TRECHO DO TEXTO:
(Para Maria Luiza Lins e Silva Pires e Ronice Franco, que visitaram o Japão)

Foi numa entrevista de João Moreira Salles que ouvi falar pela primeira vez do cineasta japonês Yasujiro Ozu (1903-1963). Do Japão, conhecia apenas filmes de Akira Kurosawa (1910-1998) – em virtude de sua projeção internacional – e de Nagisa Oshima (1932-2013), leia-se O império dos sentidos (1976), no âmbito da nouvelle vague japonesa. Este filme, como sabemos, foi censurado no Brasil, e no país de origem, por apresentar cenas de sexo explícito.

Salles relata que ao filmar Santiago (2006), antigo mordomo da mansão de sua família, no bairro da Gávea, no Rio de Janeiro, hoje Instituto Moreira Salles, utilizou alguns enquadramentos à la Yasujiro Ozu. Vemos Santiago, em branco e preto, “encarcerado”, por planos médios e estáticos (às vezes em close up), a partir de uma câmera praticamente paralisada, à altura de um homem sentado no chão. Foi uma homenagem à genialidade do cineasta, afirma o diretor. Essa entrevista me levou a conhecer o essencial da filmografia de Yasujiro Ozu, publicada pela Versátil, num conjunto de 22 filmes, editados em quatro volumes. Era uma vez em Tóquio (1953) e Pai e filha (1949) são representativos da estética ozuniana no enquadramento das cenas.

Se Salles me levou a Yasujiro Ozu, agora é este cineasta quem me leva, por assim dizer, ao cinema de Kenji Mizoguchi (1898-1956). Ao ler o nome Ozu, na proposta do curso Cinema japonês, de Ozu, Mizoguchi e Kurosawa à nouvelle vague japonesa, realizada em São Paulo, pelo Sesc Paulista, não vacilei e me inscrevi imediatamente nas aulas de Fernando Oriente. Era uma oportunidade ímpar de conhecer, em plenas férias, “O maior cineasta japonês ou, simplesmente, um dos maiores cineastas”, como afirmou Jean-Luc Godard.

Fala-se em mais de 200 títulos a produção cinematográfica de Mizoguchi. Mas, na verdade, são 85 filmes. Destes, sobreviveram apenas 30 obras, segundo Audie Bock, na primorosa coletânea – Mestre Mizoguchi, uma lição de cinema –, organizada por Lúcia Nagib. Os mais representativos, para nossa sorte, estão disponíveis no YouTube (vide alguns links abaixo). A Versátil também publicou onze filmes do diretor, em dois volumes.

O cinema de Mizoguchi nos apresenta um Japão bem além do bairro da Liberdade, em São Paulo. Mesmo que na capital paulista nos apaixonemos pelos estereótipos da cultura nipônica, sua culinária, sua gente, sua louça, o minimalismo na decoração, as ikebanas (sempre tão arrebatadoras), o bambu, o tatame, a delicadeza, é no cinema mizoguchiano que o Japão se mostra por inteiro. Pelas entranhas. Pelas entranhas das mulheres, em certos momentos históricos da cultura japonesa.

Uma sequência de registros
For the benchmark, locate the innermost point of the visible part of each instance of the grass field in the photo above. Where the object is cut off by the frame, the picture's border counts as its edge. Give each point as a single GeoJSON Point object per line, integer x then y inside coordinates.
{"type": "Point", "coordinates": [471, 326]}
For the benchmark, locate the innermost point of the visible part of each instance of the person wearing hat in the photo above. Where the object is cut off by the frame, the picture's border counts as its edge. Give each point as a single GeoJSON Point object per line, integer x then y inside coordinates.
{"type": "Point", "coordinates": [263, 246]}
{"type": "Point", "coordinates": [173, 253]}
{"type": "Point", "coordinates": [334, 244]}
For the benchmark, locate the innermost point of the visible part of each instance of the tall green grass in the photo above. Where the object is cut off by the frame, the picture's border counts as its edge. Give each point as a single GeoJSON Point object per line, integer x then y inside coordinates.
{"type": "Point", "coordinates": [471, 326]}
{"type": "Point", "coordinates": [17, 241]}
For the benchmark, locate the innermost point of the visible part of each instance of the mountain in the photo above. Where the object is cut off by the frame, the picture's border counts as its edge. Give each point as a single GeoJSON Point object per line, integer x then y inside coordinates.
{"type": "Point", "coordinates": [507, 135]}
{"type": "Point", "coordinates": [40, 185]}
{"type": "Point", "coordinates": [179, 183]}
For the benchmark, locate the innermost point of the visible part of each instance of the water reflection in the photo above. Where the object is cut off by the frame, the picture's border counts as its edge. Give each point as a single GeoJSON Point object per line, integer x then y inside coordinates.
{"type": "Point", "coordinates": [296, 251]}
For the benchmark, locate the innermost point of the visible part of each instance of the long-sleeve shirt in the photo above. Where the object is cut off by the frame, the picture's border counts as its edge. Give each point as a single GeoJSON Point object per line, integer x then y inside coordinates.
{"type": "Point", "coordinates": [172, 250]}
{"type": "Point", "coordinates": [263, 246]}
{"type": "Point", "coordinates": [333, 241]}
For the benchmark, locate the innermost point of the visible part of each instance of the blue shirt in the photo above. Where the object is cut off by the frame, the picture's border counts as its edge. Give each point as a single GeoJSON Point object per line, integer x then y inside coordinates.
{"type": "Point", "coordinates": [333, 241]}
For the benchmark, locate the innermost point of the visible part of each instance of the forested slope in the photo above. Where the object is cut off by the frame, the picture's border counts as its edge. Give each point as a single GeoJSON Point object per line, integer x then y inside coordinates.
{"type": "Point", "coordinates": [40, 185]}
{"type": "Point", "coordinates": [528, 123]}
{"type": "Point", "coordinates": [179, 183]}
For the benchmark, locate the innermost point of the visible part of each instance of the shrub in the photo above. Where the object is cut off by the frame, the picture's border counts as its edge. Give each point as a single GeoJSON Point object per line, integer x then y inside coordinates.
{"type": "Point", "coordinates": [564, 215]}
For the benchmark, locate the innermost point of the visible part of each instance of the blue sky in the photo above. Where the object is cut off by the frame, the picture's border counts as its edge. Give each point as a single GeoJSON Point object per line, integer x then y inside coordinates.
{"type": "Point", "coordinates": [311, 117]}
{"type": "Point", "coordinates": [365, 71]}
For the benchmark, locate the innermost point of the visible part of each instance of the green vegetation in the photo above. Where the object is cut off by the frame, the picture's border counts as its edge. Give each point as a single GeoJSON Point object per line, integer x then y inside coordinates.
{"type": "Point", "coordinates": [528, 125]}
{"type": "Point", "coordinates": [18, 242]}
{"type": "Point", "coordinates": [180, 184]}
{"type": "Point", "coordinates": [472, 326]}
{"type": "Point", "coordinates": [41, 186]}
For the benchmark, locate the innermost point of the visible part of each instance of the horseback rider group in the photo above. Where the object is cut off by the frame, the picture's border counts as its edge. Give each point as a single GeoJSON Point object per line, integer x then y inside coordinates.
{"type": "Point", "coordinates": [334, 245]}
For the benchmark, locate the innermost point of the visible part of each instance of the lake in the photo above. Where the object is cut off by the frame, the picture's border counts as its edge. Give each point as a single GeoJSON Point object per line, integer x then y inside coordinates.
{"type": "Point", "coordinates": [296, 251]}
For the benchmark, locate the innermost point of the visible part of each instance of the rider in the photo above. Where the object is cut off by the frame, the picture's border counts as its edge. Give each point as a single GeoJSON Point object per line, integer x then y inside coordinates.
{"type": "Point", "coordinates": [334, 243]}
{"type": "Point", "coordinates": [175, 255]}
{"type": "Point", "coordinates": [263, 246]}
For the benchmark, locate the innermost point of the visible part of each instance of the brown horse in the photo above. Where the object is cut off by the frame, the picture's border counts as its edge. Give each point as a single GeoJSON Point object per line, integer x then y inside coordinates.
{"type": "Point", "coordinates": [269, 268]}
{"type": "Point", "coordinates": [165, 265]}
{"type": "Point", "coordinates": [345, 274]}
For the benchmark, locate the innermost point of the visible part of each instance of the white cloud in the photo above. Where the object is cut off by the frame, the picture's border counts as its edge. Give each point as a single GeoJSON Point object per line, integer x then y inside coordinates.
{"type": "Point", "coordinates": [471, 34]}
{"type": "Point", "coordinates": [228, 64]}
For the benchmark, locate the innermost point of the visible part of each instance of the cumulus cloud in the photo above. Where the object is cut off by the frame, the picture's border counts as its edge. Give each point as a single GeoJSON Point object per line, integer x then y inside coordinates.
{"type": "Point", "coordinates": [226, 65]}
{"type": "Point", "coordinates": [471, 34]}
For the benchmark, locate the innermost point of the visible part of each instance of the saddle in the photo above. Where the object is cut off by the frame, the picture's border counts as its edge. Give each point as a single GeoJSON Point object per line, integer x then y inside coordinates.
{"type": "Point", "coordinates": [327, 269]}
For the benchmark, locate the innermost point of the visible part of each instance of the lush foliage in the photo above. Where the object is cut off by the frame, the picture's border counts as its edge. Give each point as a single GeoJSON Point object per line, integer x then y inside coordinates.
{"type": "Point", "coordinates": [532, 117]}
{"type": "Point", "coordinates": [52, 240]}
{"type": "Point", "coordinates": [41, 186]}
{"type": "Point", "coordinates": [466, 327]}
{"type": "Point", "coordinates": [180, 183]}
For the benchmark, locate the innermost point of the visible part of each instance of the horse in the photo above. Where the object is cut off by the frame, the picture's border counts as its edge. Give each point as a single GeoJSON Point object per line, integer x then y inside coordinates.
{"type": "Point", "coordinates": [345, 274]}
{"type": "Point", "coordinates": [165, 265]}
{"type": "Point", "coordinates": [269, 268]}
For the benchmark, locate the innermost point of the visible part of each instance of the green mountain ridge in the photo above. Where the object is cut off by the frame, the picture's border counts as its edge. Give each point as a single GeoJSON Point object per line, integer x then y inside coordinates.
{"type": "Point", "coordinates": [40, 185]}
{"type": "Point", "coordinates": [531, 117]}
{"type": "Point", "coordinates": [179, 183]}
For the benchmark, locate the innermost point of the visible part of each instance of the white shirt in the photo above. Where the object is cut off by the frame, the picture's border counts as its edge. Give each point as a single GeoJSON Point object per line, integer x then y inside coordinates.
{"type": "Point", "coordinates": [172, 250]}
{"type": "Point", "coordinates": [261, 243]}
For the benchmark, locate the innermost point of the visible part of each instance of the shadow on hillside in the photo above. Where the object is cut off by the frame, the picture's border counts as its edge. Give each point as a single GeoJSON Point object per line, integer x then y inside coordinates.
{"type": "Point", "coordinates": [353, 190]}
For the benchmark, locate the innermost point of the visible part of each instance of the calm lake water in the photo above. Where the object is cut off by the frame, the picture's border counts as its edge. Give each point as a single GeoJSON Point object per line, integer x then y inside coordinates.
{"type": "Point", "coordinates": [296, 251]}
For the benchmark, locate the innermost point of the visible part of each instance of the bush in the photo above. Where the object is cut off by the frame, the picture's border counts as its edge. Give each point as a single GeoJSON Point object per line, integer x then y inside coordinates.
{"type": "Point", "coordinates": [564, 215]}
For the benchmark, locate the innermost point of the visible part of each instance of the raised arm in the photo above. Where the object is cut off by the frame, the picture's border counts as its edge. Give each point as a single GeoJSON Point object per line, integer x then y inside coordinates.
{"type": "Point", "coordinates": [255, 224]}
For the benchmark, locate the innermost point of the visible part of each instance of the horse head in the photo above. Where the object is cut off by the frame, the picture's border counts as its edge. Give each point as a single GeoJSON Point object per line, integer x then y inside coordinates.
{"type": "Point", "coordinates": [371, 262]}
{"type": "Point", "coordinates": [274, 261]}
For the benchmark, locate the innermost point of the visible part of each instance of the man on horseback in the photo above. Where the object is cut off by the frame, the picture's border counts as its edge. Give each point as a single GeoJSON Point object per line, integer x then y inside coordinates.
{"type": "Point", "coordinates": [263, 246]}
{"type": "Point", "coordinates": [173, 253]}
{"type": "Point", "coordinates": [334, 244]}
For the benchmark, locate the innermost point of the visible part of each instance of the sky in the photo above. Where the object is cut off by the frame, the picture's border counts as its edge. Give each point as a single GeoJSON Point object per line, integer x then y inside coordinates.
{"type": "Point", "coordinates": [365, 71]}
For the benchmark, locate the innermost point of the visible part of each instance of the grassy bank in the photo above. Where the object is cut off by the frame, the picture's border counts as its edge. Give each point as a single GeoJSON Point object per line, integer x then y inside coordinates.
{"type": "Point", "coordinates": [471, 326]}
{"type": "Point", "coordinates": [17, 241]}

O EXERCÍCIO:
Cite, do texto sobre o cinema japonês, o trecho que vai de "O cinema de" até "da cultura japonesa.". A listagem constitui material à parte, sem relação com o texto.

RESULTADO DO EXERCÍCIO:
O cinema de Mizoguchi nos apresenta um Japão bem além do bairro da Liberdade, em São Paulo. Mesmo que na capital paulista nos apaixonemos pelos estereótipos da cultura nipônica, sua culinária, sua gente, sua louça, o minimalismo na decoração, as ikebanas (sempre tão arrebatadoras), o bambu, o tatame, a delicadeza, é no cinema mizoguchiano que o Japão se mostra por inteiro. Pelas entranhas. Pelas entranhas das mulheres, em certos momentos históricos da cultura japonesa.